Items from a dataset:
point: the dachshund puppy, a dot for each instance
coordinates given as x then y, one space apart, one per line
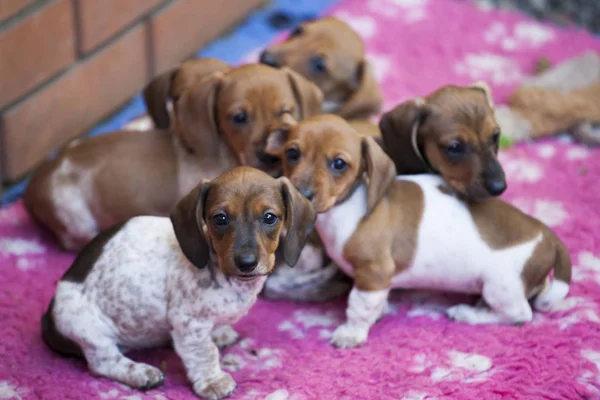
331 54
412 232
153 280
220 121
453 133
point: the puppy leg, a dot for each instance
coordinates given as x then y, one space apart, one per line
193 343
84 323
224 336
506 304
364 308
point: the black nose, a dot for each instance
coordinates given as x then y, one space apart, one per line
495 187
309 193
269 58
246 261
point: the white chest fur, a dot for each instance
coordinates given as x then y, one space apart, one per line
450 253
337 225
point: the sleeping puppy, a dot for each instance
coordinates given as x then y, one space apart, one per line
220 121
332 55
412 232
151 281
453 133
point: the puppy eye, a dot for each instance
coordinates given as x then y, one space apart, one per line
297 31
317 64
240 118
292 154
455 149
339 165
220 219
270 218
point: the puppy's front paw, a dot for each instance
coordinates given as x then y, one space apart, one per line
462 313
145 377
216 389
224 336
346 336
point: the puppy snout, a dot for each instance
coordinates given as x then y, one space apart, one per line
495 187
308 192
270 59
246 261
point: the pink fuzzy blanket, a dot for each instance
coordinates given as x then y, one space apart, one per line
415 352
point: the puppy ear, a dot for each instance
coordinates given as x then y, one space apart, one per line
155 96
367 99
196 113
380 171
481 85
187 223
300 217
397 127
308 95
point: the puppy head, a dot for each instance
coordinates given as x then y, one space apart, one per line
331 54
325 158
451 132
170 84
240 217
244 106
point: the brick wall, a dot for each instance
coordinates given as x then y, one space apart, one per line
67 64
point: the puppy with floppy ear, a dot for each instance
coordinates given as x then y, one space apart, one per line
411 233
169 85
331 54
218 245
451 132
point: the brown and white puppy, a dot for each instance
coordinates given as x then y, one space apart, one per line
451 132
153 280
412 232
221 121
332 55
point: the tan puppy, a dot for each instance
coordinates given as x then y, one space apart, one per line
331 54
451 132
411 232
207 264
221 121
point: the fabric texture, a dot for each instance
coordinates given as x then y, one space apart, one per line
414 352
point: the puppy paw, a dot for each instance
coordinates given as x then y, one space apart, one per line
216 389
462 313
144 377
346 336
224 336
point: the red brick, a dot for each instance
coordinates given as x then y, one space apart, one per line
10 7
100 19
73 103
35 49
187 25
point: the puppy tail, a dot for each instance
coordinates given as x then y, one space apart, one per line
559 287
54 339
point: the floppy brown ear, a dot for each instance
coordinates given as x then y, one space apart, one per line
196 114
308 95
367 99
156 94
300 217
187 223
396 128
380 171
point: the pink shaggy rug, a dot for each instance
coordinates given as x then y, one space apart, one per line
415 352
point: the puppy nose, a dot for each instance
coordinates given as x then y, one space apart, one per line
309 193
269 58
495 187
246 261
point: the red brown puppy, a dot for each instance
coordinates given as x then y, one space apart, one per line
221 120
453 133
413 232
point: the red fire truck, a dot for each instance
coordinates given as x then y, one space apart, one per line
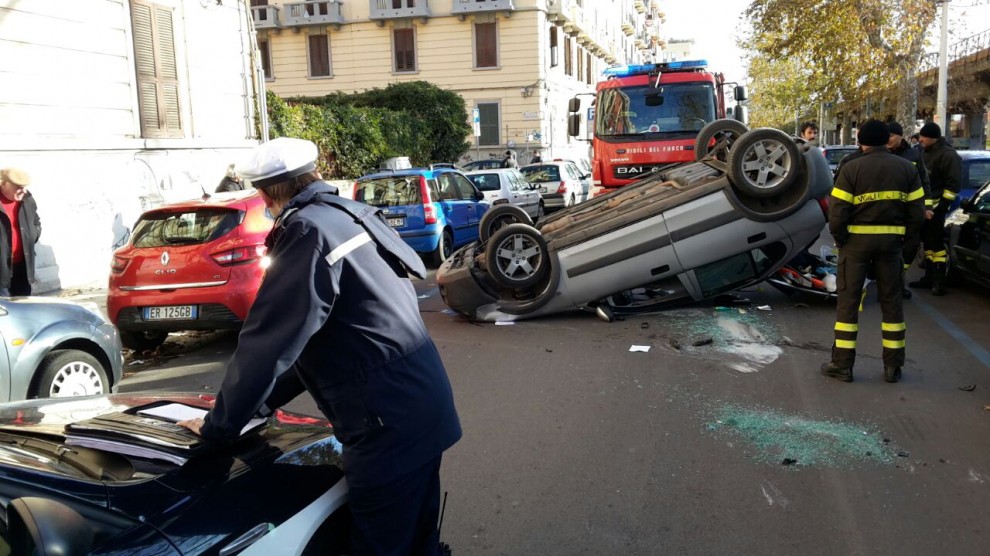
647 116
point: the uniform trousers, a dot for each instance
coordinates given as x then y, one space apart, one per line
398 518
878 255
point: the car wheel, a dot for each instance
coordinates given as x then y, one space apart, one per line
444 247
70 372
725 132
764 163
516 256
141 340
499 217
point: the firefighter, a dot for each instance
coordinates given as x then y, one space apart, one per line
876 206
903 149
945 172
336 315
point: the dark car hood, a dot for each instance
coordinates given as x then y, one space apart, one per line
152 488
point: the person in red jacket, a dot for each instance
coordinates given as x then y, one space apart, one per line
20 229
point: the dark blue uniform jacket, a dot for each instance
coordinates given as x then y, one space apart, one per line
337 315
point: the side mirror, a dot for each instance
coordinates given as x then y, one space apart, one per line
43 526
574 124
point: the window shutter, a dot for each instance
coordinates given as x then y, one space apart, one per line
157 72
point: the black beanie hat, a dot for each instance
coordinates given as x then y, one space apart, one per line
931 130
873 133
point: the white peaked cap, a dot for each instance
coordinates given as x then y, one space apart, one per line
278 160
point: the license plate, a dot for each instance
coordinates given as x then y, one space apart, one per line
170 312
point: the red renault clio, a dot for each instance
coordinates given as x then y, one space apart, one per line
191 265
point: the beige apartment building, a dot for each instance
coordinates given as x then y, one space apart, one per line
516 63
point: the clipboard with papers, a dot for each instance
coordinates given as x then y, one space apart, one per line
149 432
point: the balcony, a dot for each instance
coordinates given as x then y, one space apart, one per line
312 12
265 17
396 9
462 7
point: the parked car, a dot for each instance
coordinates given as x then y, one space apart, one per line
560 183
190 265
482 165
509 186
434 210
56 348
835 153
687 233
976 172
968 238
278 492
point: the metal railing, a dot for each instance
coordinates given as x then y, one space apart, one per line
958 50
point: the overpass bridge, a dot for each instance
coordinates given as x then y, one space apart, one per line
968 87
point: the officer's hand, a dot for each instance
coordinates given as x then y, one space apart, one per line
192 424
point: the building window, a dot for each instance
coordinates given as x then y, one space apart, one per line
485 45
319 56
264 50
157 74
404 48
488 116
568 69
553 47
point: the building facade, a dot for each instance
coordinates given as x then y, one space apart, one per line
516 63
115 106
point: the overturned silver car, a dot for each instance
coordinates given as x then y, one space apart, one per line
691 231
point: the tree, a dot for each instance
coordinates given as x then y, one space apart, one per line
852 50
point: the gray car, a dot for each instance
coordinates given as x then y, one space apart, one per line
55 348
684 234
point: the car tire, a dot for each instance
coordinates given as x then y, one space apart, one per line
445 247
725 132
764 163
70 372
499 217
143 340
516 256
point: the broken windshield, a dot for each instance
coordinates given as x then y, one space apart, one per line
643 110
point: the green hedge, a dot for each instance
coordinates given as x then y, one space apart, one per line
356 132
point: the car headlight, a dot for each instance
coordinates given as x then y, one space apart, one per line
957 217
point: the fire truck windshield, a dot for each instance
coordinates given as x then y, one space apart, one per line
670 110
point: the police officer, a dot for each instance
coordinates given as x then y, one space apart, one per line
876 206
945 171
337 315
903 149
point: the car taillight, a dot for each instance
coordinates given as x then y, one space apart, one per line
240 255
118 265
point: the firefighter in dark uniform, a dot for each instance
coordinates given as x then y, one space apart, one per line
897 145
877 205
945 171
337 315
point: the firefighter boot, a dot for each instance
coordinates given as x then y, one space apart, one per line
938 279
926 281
...
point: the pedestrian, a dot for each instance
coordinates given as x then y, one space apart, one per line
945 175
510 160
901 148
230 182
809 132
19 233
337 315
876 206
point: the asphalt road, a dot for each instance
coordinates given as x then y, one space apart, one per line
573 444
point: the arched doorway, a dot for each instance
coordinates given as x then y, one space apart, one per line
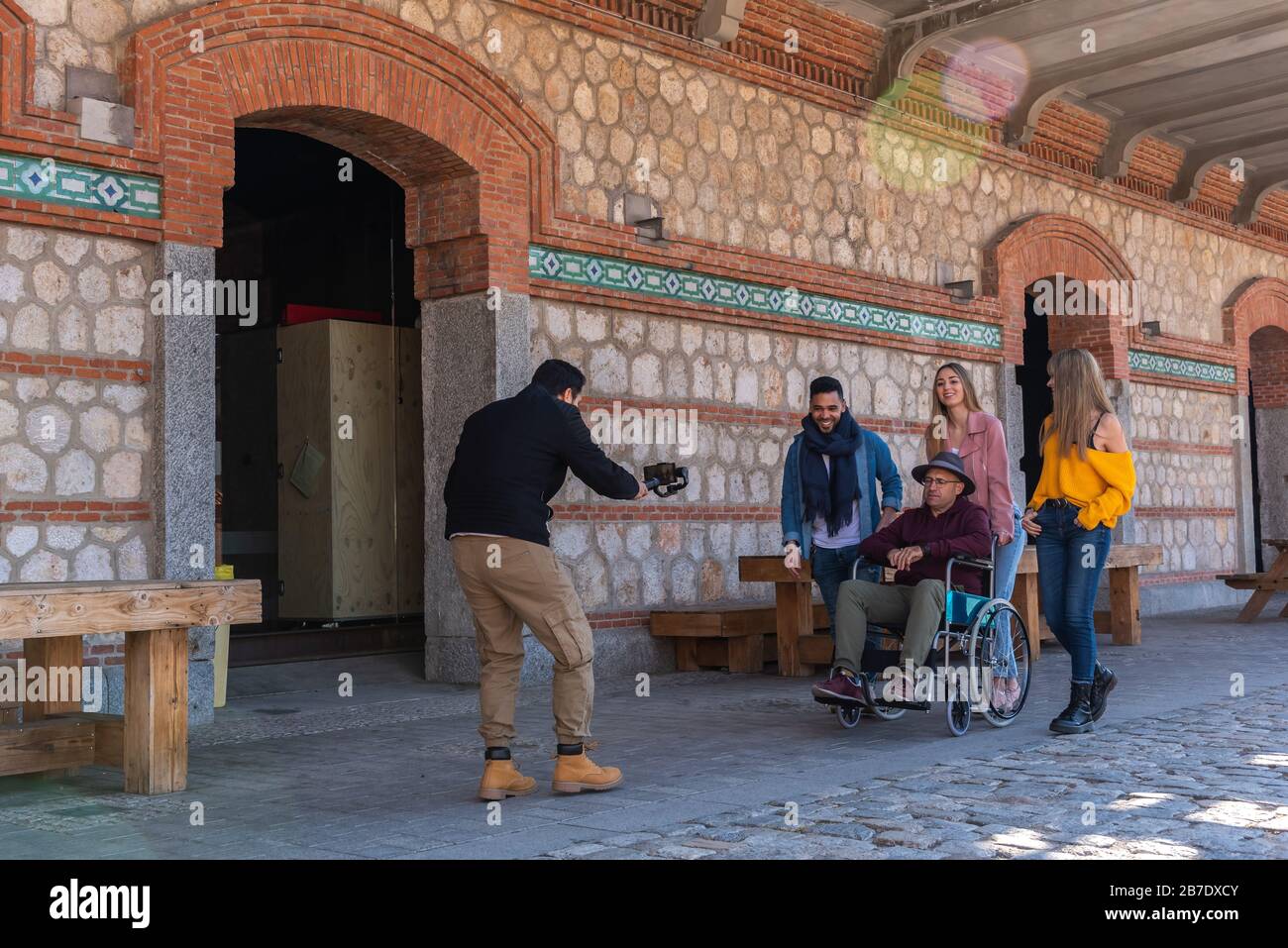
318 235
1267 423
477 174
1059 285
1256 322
---
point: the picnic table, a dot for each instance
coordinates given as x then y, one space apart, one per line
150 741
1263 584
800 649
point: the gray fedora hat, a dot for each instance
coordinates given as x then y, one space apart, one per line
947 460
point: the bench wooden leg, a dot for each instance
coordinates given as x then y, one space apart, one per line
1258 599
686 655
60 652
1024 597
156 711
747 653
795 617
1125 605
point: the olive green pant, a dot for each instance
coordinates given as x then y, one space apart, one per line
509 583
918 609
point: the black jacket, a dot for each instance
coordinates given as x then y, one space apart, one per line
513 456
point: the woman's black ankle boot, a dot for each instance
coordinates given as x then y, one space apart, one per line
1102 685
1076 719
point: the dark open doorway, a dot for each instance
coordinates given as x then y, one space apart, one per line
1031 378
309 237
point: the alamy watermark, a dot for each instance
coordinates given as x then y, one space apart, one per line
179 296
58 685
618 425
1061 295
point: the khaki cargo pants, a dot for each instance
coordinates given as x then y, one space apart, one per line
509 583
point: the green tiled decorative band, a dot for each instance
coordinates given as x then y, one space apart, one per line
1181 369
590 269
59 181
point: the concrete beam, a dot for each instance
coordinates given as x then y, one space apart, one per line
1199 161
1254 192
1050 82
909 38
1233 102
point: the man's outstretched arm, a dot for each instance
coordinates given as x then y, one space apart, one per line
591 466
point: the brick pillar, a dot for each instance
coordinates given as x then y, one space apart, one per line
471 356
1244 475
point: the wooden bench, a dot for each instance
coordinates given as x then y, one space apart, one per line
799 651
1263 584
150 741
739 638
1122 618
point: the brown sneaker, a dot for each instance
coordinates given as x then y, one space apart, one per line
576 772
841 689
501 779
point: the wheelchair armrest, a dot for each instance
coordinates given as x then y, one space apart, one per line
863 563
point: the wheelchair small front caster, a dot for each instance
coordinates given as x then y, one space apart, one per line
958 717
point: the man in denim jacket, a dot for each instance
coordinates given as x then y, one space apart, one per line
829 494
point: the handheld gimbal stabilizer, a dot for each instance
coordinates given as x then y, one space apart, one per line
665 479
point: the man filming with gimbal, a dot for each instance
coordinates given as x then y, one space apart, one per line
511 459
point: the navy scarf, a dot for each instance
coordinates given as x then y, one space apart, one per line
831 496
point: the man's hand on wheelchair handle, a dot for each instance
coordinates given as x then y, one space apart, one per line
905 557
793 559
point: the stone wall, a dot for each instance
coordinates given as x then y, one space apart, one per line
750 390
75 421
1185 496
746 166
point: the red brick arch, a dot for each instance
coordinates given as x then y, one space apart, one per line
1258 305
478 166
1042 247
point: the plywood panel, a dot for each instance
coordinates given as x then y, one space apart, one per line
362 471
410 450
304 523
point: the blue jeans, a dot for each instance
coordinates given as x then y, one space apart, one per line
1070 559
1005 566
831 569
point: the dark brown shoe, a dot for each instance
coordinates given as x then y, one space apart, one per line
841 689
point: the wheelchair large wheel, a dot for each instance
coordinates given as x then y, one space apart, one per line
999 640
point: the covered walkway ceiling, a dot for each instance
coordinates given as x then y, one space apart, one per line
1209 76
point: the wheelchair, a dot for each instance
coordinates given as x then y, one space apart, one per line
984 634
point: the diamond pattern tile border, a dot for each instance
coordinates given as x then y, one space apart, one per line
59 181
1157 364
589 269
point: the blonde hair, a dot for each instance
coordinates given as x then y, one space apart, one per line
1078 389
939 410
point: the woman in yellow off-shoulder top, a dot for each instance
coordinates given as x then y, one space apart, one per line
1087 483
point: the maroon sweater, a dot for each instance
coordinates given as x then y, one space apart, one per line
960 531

_Your task_
Filter the entries and copy out every line with the word "windshield".

_Answer box_
point: the broken windshield, a dot for each instance
point: the fire truck windshield, a dot for each instance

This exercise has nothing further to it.